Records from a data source
--------------------------------

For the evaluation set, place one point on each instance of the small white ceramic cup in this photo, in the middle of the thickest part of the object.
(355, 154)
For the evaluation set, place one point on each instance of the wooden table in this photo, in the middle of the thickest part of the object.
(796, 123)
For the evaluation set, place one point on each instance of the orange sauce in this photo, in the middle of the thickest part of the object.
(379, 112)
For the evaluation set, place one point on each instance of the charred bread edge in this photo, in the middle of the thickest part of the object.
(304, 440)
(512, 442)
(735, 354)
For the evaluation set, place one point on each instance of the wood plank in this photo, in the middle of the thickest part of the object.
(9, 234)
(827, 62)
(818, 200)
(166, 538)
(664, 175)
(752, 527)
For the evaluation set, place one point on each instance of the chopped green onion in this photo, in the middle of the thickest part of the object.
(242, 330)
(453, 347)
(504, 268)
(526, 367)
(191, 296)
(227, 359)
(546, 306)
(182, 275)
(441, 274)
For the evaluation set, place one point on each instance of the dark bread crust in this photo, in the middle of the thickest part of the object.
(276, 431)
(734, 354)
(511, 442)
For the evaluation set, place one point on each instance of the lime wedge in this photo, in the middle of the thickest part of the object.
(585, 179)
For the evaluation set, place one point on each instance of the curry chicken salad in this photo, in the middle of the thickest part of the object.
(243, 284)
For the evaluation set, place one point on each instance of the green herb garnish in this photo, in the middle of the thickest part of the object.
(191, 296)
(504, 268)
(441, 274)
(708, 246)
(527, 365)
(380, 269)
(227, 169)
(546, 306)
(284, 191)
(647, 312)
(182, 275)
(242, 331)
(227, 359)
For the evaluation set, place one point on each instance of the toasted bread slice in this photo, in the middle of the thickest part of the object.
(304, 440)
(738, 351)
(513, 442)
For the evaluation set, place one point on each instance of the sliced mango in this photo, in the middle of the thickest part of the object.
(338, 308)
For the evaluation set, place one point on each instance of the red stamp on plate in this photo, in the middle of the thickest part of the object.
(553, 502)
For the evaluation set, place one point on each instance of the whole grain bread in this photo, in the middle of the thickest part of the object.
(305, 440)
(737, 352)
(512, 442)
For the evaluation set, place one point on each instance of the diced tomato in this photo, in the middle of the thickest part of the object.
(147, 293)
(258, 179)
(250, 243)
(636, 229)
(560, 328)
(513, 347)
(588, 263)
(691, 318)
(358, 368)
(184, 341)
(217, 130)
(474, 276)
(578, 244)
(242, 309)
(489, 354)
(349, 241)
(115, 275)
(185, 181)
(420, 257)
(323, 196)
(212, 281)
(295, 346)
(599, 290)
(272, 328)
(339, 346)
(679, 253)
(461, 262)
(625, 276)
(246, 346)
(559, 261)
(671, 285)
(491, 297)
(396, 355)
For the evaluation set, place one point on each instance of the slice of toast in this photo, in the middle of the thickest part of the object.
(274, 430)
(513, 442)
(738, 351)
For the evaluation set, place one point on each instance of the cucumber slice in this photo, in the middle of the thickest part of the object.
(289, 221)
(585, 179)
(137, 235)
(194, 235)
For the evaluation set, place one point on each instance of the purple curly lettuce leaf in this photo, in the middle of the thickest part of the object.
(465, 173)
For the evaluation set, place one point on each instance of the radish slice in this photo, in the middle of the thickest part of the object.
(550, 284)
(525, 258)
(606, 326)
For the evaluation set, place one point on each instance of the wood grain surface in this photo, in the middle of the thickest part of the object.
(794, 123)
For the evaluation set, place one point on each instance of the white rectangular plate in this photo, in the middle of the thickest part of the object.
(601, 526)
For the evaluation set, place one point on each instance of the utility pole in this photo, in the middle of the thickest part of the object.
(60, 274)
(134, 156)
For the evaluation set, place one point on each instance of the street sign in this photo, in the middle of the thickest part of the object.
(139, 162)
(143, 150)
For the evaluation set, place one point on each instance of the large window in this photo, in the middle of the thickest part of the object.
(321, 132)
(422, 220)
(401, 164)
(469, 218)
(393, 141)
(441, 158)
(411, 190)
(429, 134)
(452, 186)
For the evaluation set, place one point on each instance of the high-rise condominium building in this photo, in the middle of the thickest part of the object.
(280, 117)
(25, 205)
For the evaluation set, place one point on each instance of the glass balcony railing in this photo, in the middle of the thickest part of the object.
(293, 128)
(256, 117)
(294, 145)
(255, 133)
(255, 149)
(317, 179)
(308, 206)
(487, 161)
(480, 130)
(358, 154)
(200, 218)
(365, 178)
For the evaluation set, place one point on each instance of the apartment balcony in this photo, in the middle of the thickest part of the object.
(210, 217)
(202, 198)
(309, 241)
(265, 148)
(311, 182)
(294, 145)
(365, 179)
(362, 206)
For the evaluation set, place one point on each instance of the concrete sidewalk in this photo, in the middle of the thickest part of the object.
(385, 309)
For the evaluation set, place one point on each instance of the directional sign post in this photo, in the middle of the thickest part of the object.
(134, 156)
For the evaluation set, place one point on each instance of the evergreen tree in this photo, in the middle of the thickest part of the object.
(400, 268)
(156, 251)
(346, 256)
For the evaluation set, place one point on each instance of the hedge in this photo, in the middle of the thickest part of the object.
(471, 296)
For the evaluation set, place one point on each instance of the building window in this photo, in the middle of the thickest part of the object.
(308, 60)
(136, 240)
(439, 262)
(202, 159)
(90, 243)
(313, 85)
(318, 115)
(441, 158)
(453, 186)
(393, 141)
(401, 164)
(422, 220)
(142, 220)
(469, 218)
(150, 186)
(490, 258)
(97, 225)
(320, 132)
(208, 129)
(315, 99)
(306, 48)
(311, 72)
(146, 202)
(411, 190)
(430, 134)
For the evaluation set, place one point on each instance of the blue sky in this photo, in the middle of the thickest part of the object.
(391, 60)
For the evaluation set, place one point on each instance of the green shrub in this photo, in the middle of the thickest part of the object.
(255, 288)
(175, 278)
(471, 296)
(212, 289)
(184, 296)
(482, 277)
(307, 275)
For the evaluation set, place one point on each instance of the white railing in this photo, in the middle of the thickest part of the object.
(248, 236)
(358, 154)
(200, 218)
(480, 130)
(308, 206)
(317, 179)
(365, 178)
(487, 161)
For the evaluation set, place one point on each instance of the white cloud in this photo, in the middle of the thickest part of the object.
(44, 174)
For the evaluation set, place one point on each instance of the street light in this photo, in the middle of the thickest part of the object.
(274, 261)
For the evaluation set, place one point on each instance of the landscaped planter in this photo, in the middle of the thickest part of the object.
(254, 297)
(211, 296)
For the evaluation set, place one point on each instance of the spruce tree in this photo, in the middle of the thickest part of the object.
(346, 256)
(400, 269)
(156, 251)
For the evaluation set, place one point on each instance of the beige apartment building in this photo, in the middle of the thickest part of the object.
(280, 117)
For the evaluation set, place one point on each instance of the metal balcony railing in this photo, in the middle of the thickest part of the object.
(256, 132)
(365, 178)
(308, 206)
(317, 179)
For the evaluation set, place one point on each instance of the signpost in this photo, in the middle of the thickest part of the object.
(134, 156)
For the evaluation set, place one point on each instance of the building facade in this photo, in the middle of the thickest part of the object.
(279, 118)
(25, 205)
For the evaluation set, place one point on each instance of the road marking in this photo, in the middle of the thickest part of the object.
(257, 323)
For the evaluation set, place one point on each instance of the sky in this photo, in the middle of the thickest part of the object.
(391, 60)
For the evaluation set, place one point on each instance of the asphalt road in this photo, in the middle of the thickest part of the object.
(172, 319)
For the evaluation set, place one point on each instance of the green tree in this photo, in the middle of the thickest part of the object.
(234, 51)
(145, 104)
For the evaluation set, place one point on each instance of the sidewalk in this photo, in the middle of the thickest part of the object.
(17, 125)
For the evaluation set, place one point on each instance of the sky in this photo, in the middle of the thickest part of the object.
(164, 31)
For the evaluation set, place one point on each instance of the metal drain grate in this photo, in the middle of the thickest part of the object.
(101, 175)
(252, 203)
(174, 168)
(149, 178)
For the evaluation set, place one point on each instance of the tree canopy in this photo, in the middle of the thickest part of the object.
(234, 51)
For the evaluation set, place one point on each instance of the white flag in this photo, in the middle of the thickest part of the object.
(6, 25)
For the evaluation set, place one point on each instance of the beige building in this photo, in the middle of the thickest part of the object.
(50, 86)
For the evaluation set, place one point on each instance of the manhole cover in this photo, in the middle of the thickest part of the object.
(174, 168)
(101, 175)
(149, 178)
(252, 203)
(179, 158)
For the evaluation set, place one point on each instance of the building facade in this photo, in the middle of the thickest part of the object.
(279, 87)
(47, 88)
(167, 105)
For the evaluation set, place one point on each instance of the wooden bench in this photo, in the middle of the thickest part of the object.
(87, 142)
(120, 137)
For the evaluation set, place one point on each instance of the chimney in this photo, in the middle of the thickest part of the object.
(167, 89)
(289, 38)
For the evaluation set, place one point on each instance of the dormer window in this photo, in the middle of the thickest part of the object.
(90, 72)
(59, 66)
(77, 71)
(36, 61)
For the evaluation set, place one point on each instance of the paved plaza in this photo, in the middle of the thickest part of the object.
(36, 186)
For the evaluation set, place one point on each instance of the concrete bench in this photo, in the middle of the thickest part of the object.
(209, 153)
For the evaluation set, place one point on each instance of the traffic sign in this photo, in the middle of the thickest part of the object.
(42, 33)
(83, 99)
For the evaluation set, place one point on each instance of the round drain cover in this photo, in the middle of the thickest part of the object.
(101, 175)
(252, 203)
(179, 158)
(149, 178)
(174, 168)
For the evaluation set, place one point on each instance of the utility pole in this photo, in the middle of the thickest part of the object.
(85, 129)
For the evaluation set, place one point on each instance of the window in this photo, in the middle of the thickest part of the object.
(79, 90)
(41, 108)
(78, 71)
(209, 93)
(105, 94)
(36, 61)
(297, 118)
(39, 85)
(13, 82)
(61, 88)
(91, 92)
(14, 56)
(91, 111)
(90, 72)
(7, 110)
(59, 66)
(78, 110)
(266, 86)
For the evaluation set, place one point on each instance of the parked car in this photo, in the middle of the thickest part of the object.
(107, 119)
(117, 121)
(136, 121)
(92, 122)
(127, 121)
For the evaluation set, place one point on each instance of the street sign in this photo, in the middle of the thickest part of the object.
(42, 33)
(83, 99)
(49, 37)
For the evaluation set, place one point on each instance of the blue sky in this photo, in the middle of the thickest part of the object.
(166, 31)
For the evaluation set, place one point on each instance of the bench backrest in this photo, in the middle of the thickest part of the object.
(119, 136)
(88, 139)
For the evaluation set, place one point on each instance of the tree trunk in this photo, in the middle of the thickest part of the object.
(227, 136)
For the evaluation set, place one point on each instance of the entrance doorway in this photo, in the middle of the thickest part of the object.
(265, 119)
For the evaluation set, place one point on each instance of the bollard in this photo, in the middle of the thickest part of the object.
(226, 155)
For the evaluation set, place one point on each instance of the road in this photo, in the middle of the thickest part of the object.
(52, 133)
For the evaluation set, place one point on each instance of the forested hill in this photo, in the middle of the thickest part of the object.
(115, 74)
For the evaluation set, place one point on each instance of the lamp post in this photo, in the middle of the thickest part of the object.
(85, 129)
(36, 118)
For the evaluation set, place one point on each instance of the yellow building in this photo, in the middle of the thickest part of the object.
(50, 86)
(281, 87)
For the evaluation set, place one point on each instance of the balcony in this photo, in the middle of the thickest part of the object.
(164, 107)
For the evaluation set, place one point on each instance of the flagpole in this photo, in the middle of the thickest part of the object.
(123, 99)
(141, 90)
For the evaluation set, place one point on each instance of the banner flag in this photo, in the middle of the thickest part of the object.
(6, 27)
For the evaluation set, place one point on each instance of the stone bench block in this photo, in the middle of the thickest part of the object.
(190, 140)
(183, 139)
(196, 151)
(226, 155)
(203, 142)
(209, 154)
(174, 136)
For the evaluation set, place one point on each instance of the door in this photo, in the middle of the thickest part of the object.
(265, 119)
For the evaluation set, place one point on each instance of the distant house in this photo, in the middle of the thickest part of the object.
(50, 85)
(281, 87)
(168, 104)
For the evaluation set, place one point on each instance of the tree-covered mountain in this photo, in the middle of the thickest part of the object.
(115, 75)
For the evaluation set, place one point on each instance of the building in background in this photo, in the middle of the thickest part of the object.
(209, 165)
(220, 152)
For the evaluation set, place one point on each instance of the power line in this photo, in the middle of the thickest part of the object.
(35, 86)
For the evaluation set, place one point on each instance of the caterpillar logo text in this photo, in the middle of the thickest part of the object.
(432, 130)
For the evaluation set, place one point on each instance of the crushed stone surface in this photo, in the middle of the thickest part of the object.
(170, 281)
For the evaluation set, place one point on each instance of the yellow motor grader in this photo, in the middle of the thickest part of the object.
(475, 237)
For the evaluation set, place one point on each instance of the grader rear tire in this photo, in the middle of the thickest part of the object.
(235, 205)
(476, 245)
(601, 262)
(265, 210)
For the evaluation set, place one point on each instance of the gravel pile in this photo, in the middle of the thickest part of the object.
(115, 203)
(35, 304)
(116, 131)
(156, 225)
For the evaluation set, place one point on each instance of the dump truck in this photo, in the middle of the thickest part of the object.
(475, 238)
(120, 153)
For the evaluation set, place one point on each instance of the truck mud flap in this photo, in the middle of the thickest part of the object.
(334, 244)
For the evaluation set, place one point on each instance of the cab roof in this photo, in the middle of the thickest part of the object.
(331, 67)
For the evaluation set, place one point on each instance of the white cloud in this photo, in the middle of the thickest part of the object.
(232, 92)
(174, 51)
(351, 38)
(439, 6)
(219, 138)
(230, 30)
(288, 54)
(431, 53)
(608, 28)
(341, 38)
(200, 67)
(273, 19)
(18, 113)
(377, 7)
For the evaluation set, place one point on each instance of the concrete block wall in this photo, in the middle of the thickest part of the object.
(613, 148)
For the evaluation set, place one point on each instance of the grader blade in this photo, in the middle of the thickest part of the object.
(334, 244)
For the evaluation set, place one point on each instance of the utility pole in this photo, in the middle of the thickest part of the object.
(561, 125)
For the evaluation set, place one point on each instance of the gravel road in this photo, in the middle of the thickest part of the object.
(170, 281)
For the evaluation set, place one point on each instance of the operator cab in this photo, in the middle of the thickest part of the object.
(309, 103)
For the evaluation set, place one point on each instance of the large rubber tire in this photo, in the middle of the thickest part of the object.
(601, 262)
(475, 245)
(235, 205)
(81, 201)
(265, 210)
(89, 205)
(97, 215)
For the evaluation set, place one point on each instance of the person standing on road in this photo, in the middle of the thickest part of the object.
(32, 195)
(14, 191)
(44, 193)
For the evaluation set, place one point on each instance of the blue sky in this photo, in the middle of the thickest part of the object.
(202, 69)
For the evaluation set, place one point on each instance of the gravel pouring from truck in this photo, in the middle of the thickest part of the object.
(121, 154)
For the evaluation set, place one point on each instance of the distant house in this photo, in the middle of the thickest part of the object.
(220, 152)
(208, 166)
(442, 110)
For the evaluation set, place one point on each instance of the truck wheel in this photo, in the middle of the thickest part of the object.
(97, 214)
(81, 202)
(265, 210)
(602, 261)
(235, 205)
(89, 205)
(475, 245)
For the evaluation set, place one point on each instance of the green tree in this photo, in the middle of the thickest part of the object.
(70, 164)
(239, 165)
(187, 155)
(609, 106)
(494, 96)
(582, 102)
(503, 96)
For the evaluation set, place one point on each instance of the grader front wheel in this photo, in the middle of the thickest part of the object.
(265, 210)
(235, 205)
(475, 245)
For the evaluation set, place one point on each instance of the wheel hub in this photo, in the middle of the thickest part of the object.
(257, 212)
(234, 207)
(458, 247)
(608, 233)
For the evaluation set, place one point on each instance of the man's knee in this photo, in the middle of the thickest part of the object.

--------------------------------

TASK OBJECTIVE
Rewrite as a JSON list of strings the lines that begin with the one containing "the grader front" and run through the last line of the records, one string per line and blank lines omitted.

OUTPUT OF THE TASK
[
  "For the evaluation set, place one point on each instance of the grader front wheel in this photo, in the middle of the thickest part of the object.",
  "(265, 210)",
  "(235, 205)",
  "(475, 245)",
  "For the evaluation set, place one point on each instance of the wheel hub in this photo, in the middle of the thickest part of the object.",
  "(257, 212)",
  "(234, 207)",
  "(458, 247)",
  "(608, 233)",
  "For the evaluation set, place one point on each instance of the man's knee in this photo, in the middle of the thickest part of the object."
]